Work to be completed: Return each line of the data below that contains the string "mane".

Point placement records
** BEGIN **
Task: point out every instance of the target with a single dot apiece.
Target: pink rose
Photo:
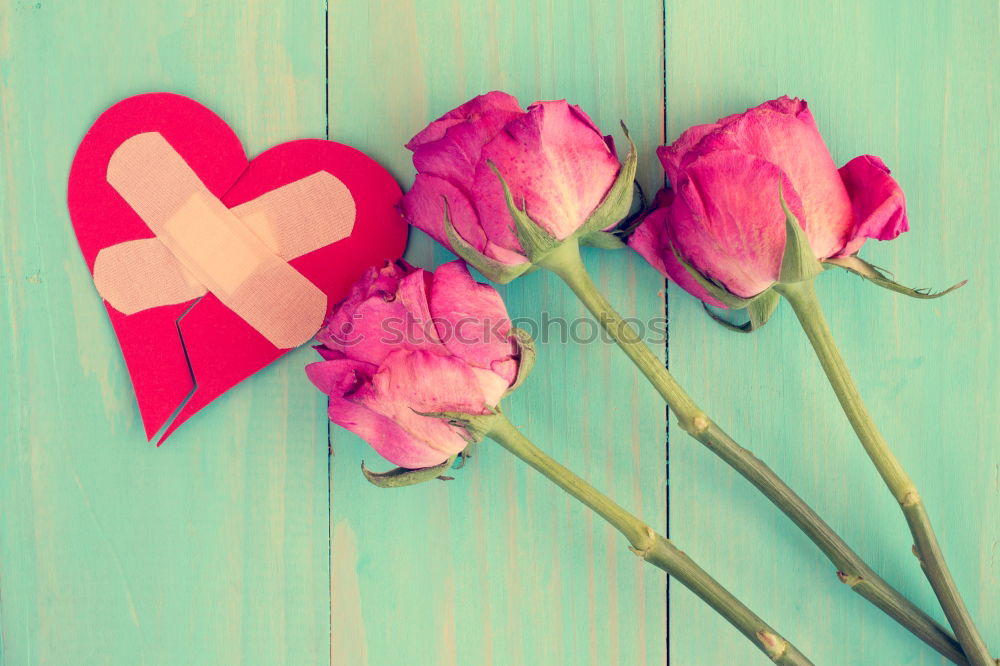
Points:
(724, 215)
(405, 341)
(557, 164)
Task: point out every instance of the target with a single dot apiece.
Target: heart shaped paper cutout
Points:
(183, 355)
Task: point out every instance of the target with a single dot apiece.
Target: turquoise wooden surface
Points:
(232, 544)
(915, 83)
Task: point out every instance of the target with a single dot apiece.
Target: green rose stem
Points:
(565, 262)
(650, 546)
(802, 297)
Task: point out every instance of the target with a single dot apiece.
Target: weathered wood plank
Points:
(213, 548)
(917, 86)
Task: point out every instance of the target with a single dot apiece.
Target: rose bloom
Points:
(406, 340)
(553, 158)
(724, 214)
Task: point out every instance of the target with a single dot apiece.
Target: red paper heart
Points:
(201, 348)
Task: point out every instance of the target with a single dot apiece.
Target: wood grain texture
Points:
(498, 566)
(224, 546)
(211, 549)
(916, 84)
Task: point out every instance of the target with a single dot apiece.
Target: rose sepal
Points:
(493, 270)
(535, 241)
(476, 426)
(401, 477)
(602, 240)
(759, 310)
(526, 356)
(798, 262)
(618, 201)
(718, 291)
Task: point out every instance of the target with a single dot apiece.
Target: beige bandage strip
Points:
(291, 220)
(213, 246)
** END **
** BEGIN **
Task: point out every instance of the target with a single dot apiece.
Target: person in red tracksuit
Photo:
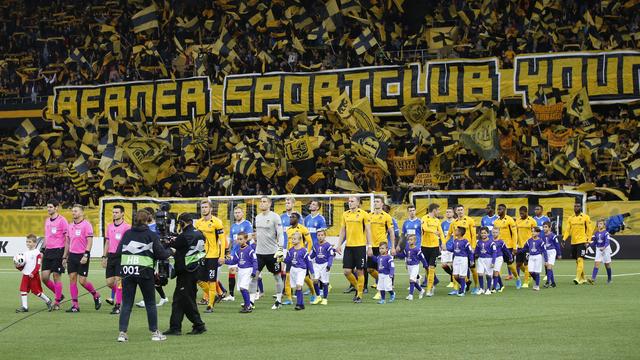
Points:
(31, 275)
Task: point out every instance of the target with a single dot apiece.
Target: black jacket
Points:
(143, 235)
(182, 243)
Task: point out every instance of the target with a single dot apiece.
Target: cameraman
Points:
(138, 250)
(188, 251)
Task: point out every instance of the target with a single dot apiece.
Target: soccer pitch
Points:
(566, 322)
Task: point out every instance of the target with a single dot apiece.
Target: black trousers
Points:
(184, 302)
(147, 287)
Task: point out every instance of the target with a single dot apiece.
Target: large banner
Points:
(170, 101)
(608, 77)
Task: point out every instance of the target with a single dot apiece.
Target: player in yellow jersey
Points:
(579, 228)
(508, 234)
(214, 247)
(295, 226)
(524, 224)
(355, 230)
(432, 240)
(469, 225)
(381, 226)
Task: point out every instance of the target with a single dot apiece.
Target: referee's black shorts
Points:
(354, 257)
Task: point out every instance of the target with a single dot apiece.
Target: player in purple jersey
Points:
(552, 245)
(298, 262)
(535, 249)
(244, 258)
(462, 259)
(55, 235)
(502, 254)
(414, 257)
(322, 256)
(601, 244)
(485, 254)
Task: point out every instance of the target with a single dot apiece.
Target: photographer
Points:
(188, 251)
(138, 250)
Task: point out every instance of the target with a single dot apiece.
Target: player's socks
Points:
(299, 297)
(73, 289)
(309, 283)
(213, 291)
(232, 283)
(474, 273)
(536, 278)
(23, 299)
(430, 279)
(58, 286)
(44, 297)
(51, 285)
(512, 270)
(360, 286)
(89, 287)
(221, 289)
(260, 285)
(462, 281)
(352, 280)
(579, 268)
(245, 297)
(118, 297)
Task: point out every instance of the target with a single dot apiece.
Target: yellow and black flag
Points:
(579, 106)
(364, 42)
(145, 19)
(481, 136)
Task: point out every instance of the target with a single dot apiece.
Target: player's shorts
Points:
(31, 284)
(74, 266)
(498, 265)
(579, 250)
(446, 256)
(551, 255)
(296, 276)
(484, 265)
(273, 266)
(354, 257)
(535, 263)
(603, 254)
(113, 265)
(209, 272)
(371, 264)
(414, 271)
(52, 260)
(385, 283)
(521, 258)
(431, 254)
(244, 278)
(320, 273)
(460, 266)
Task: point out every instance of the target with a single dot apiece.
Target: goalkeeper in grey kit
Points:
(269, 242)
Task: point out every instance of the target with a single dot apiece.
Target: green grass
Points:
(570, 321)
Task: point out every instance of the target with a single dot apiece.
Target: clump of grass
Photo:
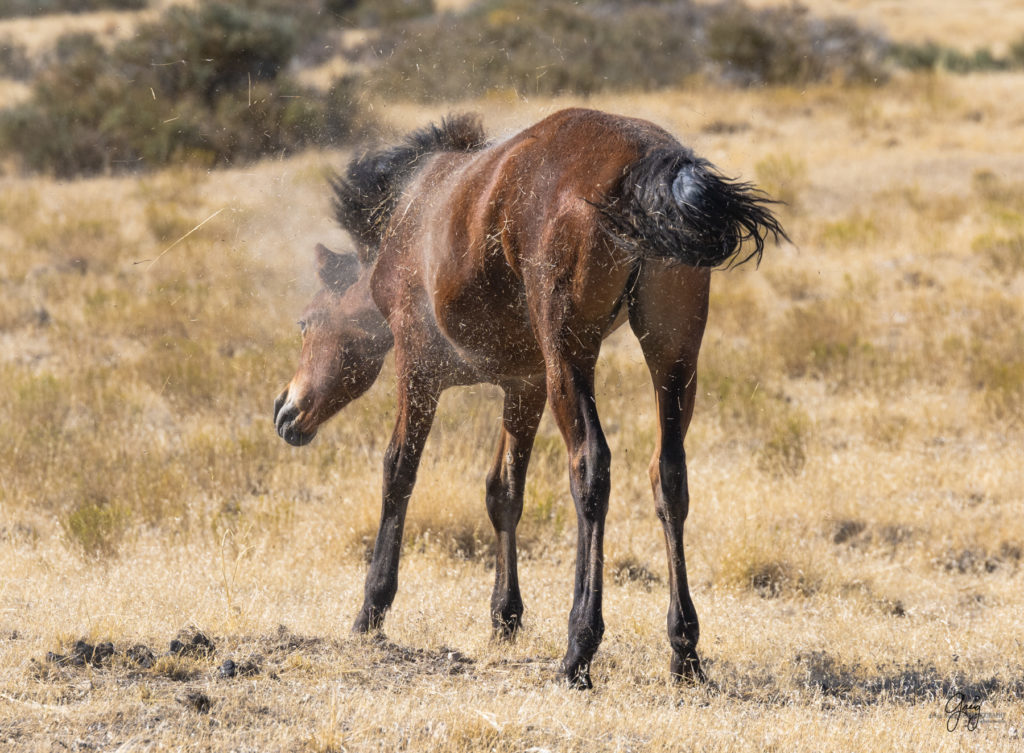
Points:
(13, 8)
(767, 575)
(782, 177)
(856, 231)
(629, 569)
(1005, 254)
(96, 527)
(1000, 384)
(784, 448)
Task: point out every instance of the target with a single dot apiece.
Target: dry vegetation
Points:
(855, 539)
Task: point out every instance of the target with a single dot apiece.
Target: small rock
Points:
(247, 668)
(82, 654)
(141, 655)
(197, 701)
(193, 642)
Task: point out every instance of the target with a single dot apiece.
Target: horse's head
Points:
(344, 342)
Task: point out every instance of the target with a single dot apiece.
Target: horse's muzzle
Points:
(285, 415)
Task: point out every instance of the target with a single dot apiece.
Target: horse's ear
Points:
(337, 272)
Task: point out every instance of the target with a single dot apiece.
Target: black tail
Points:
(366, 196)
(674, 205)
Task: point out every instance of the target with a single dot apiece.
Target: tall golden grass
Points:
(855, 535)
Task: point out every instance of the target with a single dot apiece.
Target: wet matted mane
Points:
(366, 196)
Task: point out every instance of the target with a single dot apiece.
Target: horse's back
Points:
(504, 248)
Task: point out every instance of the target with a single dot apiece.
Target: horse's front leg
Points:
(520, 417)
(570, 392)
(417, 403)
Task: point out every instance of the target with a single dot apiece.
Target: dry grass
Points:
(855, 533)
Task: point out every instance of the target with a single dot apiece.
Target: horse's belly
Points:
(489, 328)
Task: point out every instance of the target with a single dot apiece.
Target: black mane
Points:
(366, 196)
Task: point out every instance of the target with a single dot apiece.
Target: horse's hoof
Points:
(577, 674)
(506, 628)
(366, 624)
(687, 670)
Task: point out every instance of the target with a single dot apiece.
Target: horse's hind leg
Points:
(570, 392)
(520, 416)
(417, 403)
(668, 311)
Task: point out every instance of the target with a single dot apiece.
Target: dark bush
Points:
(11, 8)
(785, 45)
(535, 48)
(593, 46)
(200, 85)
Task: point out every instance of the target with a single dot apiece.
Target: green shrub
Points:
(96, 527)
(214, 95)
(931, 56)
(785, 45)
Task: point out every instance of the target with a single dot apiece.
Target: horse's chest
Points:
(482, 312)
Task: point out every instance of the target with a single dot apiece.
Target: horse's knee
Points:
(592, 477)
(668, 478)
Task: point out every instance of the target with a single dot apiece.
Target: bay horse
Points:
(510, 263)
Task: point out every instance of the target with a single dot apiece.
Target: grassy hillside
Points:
** END **
Finished task:
Target: wet matted mane
Target: black mane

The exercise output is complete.